Текст
===============

Справедливость — всего лишь один из многих признаков социальной связанности. Справедливое обращение подразумевает, что окружающие нас ценят и что в случае разделения ресурсов мы получим все нам причитающееся. Этот признак более абстрактный, чем прочие, и достаточно важный, чтобы на него реагировала система вознаграждения мозга. На справедливое обращение реагируют те же его участки, что и на физические удовольствия, например на вкус шоколада. То есть в каком-то смысле это — вкус справедливости.
Эта глава не о справедливости как таковой, а о различных социальных знаках, событиях и поступках, укрепляющих принадлежность индивидуума к группе. Поскольку они активируют систему вознаграждения мозга, то называются «социальное вознаграждение»114. Общие нейрокогнитивные процессы есть не только у физической и социальной боли, но и у физического и социального вознаграждения.
Оскар и Салли
В фильме «Место в сердце» (“Places in the Heart”, 1984) Салли Филд играет 30-летнюю вдову с американского Юга, спасающую свою ферму от разорения. За эту роль актриса получила «Оскара», ее благодарственная речь на церемонии вручения запомнилась всем восторженной искренностью. Вот одна из ее знаменитых фраз: «Вы меня любите. Вы правда меня любите». Даже не зная, кто это сказал, вы бы заметили особое ударение на слове «правда». Подобный акцент свидетельствует о том, что человек жаждет лести.
В предыдущем абзаце между тем содержатся две ошибки. Первая — незначительная: Салли Филд ничего подобного не говорила. На самом деле она произнесла: «С этим не поспоришь, вы меня любите, именно сейчас любите». Наверное, точную цитату мы подзабыли из-за другого, более серьезного промаха. Желание нравиться движет не только актерами — всеми. Ошибочная цитата оказалась столь прилипчивой потому, что описывает основную человеческую потребность.
Все нуждаются в ощущении принадлежности. На знаках, обозначающих, что окружающие симпатизируют нам, восхищаются нами и любят нас, базируется благополучие115. До недавнего времени мы не представляли себе, каким образом на эти сигналы реагирует мозг. Новые возможности нейровизуализации всё изменили.
Самый приятный знак, который можно получить, лежа в МРТ-сканере (за исключением предложения руки и сердца), — письменное выражение чьей-либо глубокой привязанности. Тристен Инагаки и Наоми Айзенбергер собрали у участников своего исследования контакты их друзей, родственников и любимых116. Тристен обратилась к ним с просьбой написать два письма: одно с сухим изложением фактов (например, «у тебя каштановые волосы»), а другое — с положительными эмоциями («ты единственный, кто заботится обо мне больше, чем о себе»).

===============

Формулировка задания
Приведите продолжение текста о социальном вознаграждении, начав сразу после его последнего предложения. Приведенные ниже пункты никак не связаны с текстом о социальном вознаграждении.

(Записанные данные)
===============

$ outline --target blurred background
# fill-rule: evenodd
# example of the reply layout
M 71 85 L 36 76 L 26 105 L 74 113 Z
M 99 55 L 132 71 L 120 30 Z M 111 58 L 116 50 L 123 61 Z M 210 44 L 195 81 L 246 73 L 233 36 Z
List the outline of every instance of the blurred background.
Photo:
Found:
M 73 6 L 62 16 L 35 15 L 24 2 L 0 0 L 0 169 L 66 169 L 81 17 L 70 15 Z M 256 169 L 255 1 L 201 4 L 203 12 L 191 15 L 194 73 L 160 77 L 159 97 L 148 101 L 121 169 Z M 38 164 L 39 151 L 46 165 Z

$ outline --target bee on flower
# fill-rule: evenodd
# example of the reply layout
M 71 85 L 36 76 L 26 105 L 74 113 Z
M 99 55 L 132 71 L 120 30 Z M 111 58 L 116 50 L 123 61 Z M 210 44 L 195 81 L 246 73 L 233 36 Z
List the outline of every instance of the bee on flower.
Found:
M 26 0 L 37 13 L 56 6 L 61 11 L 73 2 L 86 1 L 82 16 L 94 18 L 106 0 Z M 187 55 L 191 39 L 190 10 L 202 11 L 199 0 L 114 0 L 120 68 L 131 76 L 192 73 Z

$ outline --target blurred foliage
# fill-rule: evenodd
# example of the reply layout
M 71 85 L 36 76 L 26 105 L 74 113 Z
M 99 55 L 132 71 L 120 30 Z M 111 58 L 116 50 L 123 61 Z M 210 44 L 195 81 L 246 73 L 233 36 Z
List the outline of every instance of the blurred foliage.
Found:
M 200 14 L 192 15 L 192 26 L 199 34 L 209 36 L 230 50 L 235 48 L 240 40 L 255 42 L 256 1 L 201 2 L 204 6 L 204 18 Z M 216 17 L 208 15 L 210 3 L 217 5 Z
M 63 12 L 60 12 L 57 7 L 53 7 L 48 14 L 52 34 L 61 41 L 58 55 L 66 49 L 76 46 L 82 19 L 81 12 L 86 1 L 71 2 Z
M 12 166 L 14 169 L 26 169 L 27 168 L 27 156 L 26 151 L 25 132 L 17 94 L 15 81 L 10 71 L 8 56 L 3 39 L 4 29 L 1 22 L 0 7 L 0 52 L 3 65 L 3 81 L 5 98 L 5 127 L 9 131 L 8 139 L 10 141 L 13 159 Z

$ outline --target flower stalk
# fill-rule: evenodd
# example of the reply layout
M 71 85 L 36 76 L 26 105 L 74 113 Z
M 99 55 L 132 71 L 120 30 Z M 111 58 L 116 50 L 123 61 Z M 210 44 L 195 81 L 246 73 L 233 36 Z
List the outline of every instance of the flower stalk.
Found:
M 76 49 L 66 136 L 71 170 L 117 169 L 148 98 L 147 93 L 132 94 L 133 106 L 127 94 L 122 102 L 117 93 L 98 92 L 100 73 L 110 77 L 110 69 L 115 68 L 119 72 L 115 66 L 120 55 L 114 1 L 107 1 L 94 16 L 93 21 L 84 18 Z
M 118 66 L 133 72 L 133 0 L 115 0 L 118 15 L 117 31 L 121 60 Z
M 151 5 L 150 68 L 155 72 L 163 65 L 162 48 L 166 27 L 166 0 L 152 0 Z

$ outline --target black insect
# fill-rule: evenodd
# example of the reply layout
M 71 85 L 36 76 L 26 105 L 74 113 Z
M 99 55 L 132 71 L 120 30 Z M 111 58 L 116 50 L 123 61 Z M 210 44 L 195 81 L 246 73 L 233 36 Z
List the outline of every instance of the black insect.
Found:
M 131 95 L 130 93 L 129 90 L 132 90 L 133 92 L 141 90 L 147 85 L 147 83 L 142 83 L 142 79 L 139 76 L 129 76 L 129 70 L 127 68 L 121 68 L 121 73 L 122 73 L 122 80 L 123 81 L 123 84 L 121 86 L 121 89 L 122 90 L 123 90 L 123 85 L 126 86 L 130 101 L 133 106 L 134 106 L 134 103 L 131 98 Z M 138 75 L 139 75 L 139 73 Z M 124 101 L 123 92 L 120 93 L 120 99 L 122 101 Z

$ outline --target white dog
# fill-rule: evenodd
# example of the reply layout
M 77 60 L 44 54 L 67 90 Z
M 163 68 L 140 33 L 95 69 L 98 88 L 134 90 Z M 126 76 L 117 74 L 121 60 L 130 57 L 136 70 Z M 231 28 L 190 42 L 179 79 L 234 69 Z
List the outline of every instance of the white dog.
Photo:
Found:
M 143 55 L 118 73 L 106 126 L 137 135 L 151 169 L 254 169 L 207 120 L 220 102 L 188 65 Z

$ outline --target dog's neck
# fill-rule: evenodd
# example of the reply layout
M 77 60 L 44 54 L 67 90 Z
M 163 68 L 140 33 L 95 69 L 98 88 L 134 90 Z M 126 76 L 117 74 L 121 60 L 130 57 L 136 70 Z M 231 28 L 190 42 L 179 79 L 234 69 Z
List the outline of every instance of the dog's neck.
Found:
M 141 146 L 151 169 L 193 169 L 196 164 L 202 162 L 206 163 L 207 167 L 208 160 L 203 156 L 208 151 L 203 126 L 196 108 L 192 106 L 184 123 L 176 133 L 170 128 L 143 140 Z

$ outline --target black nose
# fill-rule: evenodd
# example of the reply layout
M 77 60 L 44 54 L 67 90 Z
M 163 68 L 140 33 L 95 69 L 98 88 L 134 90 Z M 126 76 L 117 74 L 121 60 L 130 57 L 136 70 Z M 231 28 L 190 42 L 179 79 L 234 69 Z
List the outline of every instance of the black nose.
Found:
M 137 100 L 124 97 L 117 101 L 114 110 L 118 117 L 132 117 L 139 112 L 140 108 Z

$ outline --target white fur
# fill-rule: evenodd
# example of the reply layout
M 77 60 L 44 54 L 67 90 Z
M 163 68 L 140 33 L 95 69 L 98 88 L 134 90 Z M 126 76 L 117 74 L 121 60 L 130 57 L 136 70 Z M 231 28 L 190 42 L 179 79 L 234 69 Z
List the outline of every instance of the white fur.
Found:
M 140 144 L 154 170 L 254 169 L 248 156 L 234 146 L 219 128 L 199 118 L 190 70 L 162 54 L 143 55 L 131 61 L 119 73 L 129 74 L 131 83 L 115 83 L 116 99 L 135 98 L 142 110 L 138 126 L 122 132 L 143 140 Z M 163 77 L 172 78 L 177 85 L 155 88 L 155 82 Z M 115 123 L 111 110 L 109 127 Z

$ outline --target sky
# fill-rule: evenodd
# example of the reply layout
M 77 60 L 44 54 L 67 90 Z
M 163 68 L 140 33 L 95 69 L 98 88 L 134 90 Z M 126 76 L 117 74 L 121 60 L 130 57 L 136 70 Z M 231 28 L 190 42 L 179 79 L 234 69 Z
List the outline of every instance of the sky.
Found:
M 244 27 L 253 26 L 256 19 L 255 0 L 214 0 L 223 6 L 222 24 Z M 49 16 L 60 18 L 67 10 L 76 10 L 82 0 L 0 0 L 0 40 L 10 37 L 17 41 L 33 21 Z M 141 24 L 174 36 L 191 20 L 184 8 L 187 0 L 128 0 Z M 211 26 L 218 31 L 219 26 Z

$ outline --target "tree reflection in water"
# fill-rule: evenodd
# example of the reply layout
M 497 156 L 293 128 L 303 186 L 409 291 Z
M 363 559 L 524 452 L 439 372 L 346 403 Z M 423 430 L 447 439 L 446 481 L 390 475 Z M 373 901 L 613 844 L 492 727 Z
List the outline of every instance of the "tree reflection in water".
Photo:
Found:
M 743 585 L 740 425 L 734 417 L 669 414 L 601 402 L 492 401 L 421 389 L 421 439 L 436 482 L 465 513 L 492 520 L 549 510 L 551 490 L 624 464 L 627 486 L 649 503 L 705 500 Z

===============

Ответ к заданию
Участники, находясь в сканере, читали письма от близких. Изначально мы предполагали, что между удовольствием услышать о себе приятные вещи и удовольствием съесть шарик любимого мороженого есть огромная разница. Первое не осязаемо в прямом и переносном смысле, а второе услаждает все органы чувств. Хотя между материальными и вербальными сладостями имеется очевидная большая разница, фМРТ-исследование показало, что для системы вознаграждения мозга она не так существенна.
Искренние комплименты, как и другие простейшие радости жизни, активируют вентральный стриатум. В контрольном исследовании мы с Элизабет Кастл попробовали измерить удовольствие от комплиментов117. Для этого попросили участников назначить им цену. В итоге почти все были готовы целиком отдать свой гонорар за участие, лишь бы узнать, что о них написали другие. Что бы там ни говорили о жажде наживы, потребность почувствовать себя любимым движет всеми нами в равной степени.
Естественно, что услышать о себе хорошие слова от самых близких очень приятно118. А как воспринимаются такие вещи от незнакомцев? Поразительно, но абсолютно так же. Представьте себе 12-летнюю девочку в сканере МРТ — назовем ее Пенелопой. Ей показывают изображения детских лиц119. Пенелопа ни с кем из детей не знакома, но после каждого портрета ей сообщают, хочет ли этот ребенок пообщаться с ней в онлайн-чате. У всех участников исследования, включая Пенелопу, после известия о желании общаться активировалась система вознаграждения мозга.
Этот результат интересен по двум причинам. Во-первых, желание общаться исходило от совершенно незнакомых людей, которые видели фотографию якобы участника эксперимента, но ничего о нем не знали. Во-вторых, положительная реакция активировала систему вознаграждения даже в том случае, если сам участник с этим человеком общаться не хотел. Таким образом, система вознаграждения всегда реагирует на то, что мы кому-то нравимся, пусть даже это незнакомый человек, в котором мы нисколько не заинтересованы.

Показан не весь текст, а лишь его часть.